- [Stated task]: Starting with the line that contains "How quickly can you produce the bounding box of the low" and continuing through the end of the data, write those lines out again with "low hill" replaced by "small hill" and everything else unchanged.

━━━ Available data

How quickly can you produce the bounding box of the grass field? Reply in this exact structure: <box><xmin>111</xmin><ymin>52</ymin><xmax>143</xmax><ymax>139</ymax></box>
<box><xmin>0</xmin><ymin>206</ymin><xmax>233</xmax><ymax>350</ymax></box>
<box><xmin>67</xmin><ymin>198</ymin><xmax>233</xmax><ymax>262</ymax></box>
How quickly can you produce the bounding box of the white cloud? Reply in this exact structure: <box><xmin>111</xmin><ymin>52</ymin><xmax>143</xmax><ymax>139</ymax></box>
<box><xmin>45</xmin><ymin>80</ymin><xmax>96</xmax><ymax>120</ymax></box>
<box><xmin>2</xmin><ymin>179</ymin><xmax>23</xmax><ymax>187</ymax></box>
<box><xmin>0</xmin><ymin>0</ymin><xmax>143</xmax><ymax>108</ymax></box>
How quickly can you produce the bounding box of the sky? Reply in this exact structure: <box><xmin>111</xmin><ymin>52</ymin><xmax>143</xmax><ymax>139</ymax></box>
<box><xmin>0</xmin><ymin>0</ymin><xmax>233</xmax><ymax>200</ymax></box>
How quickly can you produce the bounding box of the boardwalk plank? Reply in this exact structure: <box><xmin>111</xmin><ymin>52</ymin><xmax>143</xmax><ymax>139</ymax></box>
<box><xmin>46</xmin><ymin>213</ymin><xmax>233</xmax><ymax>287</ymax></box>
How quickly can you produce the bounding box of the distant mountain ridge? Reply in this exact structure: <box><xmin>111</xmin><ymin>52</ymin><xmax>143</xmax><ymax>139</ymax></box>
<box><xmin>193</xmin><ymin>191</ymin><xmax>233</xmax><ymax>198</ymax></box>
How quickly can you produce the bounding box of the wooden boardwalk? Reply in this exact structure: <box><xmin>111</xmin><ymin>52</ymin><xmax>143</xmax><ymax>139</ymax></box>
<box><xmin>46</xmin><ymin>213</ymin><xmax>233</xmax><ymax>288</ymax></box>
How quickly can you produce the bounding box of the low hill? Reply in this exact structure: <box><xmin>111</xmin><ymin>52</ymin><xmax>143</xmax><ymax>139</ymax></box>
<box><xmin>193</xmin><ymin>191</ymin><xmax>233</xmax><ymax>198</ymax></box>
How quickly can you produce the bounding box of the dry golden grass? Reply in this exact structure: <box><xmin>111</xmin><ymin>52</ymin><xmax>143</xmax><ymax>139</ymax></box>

━━━━━━

- [Correct response]:
How quickly can you produce the bounding box of the small hill? Reply in this exact structure: <box><xmin>111</xmin><ymin>52</ymin><xmax>143</xmax><ymax>139</ymax></box>
<box><xmin>193</xmin><ymin>191</ymin><xmax>233</xmax><ymax>198</ymax></box>
How quickly can you produce the bounding box of the dry golden grass? Reply in this exact structure: <box><xmin>111</xmin><ymin>52</ymin><xmax>143</xmax><ymax>139</ymax></box>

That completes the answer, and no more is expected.